PROBLEM DESCRIPTION:
Could you reproduce the part of the listing that opens with the line containing "green grapes and provide bounding boxes." and closes with the line containing "[0,0,896,633]", putting "cluster" wherever "bunch" appears and leaving everything else unchanged?

GIVEN RECORDS:
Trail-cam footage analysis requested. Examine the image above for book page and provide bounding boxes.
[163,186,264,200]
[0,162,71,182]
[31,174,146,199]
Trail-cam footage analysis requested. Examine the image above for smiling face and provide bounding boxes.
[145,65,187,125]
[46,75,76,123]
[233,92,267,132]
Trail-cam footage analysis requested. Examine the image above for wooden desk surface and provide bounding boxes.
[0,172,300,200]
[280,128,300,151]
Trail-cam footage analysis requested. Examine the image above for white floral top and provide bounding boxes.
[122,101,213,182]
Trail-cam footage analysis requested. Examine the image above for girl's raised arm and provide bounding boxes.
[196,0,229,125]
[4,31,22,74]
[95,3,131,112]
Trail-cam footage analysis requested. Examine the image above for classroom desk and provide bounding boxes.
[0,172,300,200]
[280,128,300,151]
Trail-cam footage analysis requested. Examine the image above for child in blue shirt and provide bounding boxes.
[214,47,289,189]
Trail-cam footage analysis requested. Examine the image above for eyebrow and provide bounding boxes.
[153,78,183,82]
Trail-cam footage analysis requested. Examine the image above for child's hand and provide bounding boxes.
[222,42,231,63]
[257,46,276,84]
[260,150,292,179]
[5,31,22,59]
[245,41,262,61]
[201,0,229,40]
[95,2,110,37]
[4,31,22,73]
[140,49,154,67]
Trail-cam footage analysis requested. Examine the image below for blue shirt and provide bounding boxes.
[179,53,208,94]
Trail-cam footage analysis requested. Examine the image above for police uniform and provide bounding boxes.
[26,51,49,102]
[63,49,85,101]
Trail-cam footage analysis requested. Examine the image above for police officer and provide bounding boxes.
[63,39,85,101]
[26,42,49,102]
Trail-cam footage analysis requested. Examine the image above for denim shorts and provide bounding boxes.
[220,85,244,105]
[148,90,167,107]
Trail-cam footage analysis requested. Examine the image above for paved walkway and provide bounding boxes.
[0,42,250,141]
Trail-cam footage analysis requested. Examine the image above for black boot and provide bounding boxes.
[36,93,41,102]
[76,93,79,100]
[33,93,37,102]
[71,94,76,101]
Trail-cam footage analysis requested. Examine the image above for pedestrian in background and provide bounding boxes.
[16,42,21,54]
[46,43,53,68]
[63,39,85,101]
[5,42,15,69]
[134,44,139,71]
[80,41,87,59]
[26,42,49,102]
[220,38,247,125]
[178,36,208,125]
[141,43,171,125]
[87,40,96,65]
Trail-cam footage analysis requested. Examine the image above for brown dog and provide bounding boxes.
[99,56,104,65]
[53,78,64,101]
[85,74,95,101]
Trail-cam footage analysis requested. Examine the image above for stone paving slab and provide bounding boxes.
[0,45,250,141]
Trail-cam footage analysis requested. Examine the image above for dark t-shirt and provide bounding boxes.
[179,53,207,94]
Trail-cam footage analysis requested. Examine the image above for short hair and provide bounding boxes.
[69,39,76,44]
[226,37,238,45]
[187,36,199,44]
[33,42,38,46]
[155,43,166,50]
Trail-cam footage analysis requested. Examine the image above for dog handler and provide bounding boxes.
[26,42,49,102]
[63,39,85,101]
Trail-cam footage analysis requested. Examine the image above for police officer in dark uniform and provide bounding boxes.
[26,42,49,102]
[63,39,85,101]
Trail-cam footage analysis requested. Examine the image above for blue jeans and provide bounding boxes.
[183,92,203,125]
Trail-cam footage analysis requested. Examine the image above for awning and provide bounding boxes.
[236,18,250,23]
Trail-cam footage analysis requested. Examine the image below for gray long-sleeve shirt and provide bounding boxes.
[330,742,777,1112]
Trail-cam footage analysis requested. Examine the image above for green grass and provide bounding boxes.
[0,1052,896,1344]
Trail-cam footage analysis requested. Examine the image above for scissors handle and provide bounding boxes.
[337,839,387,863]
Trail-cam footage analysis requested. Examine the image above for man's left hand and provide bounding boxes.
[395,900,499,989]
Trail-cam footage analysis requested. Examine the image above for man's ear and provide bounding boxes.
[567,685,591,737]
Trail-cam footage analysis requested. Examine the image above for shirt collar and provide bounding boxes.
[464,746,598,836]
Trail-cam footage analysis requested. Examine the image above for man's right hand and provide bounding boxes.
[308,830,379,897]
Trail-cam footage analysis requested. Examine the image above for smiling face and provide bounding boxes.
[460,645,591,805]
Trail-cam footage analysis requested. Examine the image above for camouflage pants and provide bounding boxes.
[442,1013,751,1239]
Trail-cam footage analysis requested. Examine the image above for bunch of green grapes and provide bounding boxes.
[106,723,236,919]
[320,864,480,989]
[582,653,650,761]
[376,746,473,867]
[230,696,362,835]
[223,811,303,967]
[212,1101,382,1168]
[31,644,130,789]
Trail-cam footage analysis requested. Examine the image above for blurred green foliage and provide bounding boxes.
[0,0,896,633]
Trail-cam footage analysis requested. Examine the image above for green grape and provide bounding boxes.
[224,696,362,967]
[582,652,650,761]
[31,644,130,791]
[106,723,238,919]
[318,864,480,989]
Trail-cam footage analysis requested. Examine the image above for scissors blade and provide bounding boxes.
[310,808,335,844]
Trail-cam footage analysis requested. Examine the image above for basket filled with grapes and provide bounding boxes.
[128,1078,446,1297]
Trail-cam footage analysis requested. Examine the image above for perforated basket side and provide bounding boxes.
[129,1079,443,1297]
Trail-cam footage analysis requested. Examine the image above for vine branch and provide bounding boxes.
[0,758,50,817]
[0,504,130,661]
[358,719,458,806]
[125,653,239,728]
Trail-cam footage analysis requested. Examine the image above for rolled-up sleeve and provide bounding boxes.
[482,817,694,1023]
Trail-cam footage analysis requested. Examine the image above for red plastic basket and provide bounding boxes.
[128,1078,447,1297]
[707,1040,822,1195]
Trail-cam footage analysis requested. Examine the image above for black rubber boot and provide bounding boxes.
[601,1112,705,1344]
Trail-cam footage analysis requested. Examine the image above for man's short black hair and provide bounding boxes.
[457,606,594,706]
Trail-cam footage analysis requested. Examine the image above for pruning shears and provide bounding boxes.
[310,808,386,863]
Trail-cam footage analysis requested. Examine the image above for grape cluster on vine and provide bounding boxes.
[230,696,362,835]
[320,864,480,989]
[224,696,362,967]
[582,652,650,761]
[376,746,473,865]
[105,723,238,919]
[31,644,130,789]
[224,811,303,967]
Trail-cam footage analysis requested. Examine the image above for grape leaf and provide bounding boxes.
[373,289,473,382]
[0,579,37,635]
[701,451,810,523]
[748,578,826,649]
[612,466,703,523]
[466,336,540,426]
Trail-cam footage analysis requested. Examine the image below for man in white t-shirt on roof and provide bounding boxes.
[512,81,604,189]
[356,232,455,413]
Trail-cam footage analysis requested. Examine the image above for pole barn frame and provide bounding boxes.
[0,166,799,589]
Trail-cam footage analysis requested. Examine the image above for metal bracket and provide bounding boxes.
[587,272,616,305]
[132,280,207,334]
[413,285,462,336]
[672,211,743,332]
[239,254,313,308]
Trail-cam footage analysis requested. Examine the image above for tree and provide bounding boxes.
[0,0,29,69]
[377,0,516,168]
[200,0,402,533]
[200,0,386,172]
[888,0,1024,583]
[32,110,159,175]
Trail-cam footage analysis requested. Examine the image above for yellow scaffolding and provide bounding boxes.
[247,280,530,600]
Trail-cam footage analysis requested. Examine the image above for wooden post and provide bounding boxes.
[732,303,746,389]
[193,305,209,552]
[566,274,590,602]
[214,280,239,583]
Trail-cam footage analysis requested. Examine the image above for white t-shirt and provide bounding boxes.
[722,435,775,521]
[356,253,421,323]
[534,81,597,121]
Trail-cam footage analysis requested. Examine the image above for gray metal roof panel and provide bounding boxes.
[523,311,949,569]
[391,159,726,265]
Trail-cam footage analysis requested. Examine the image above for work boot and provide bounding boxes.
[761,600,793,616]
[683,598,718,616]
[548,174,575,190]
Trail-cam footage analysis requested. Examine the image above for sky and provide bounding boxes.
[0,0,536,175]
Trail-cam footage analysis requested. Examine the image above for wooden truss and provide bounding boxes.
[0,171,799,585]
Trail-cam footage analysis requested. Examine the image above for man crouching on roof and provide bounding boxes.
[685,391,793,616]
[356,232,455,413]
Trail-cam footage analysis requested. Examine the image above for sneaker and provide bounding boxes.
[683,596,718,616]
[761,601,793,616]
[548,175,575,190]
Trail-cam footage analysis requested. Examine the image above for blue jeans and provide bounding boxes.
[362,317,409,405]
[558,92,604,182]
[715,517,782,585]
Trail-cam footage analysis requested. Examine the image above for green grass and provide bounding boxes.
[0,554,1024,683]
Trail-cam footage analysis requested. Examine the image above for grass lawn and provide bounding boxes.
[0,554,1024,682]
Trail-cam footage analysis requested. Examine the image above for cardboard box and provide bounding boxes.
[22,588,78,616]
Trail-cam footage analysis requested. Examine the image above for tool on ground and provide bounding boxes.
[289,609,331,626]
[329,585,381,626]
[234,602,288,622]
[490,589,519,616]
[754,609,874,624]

ANSWER:
Trail-cam footage analysis requested. Examine the image above for cluster of green grapes and provide bounding boxes.
[106,723,236,919]
[320,864,480,989]
[582,653,650,761]
[376,746,473,867]
[230,696,362,835]
[223,811,303,967]
[212,1101,382,1168]
[31,644,130,789]
Trail-cam footage analysis requested. Examine the image above for blurred green foliage and provide bounding boxes.
[0,0,896,633]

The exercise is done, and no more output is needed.